**Extract**
* * * * *
I was wondering if anyone had a detailed protocol for measuring β-hexosaminidase activity in isolated lysosome fractions.
I will have 0.5ml fractions of lysosome isolate (after magnetic isolation).
Here is what I know so far:
samples: lysosome aliquots with and without Triton X-100 (1% final triton concentration) + whole cell lysates + cell culture supernatant + controls without sample
reaction buffer: 100 mM Na Citrat, 0.2% BSA, 1mM 4-MU-β-N-acetylglucosaminide
There's quite a bit on the internet about this. Here's one reference:
Article Measuring Mast Cell Mediator Release
Just looking at your conditions, for the most part you look on target. Unless you're adding a pretty small amount of sample to the reaction buffer, you're going to be diluting the 4MU substrate significantly. Since the Km is ~ 1 mM, which is the concentration in your buffer, you're going to be suboptimal in terms of rate and reproducibility. I would try to increase the substrate concentration 10X (if possible). I would also increase my reaction time- the above paper runs theirs for 90 minutes. You could take one sample and do a time course to determine optimal reaction time.
* * * * *
**Extracted data**
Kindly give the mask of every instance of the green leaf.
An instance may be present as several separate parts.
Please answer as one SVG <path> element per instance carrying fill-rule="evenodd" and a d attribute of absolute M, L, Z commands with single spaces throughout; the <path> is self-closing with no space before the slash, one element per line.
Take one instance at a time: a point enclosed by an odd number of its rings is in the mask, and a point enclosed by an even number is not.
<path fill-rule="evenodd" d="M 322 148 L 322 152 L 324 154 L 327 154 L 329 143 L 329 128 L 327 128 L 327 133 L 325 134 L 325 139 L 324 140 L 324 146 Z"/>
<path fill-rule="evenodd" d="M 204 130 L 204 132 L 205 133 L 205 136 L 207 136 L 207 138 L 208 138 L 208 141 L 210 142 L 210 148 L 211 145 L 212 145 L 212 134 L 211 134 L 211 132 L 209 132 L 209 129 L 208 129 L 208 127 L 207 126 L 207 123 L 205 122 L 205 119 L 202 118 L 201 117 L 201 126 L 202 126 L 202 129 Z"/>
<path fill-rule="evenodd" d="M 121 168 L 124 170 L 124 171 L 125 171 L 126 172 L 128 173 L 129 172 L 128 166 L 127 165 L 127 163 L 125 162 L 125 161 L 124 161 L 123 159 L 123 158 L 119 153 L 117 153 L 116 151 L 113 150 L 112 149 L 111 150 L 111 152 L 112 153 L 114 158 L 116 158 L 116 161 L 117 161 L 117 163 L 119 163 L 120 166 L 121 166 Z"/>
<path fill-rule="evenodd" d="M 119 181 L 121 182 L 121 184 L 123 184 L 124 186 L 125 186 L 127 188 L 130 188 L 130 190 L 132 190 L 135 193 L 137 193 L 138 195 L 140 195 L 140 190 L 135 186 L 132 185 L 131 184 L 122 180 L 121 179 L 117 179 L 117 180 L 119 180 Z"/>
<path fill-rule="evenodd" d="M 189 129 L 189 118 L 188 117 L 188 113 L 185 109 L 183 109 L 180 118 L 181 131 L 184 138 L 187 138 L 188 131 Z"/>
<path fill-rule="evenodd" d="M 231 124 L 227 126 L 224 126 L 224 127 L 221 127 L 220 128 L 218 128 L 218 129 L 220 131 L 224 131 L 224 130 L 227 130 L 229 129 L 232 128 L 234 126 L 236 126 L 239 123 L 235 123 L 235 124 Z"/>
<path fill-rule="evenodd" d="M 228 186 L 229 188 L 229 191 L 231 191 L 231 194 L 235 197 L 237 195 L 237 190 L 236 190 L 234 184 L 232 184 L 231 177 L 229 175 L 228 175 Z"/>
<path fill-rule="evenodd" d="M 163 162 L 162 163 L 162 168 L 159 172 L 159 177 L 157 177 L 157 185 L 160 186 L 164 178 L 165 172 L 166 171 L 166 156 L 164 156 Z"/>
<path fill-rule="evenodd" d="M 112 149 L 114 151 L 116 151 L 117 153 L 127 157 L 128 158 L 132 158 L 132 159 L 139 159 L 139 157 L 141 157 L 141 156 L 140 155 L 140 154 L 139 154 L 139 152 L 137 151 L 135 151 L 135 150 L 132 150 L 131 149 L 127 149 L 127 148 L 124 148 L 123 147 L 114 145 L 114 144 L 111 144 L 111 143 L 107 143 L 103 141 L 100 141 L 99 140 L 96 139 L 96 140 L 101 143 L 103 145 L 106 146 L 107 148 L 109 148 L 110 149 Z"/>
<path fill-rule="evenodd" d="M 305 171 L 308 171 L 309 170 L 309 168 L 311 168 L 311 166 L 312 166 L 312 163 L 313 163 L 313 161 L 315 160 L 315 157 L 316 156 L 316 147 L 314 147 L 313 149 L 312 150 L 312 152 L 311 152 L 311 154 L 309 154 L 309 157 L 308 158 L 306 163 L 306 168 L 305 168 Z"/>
* * * * *
**Directions**
Rewrite the passage of the lysosome assay discussion starting with "I was wondering" and going on through "(after magnetic isolation).", replacing "β-hexosaminidase" with "β-glucuronidase".

**Solved exercise**
I was wondering if anyone had a detailed protocol for measuring β-glucuronidase activity in isolated lysosome fractions.
I will have 0.5ml fractions of lysosome isolate (after magnetic isolation).